— START DATASET ROWS —

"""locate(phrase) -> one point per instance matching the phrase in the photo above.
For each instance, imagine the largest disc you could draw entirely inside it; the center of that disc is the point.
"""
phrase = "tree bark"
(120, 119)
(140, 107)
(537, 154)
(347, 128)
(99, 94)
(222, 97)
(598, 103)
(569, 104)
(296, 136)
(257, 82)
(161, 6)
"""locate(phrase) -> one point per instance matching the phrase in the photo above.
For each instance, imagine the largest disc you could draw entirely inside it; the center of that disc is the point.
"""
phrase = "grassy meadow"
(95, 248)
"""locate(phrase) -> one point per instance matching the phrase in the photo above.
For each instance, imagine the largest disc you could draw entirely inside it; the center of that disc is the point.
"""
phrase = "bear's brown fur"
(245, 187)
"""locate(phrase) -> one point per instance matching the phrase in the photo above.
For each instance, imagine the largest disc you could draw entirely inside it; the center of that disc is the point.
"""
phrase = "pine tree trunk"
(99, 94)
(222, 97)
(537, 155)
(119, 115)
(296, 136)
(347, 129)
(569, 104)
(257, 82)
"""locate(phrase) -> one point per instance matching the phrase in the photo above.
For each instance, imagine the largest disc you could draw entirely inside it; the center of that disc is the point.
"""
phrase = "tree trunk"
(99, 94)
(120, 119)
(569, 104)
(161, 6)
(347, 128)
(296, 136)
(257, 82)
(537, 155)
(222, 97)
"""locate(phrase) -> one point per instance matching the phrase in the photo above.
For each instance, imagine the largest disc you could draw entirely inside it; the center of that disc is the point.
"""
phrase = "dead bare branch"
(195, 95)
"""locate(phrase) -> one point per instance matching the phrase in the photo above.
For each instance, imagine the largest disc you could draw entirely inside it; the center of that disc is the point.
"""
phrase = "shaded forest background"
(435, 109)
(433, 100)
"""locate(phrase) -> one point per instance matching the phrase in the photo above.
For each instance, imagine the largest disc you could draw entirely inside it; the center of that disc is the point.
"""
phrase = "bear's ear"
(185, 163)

— END DATASET ROWS —

▸ PROBLEM DETAILS
Display every line of the entries above that contains the string "bear", copying each line in full. Matches must agree in case.

▸ REPLY TO THE EXERCISE
phrase = "bear's brown fur"
phrase = "bear's ear"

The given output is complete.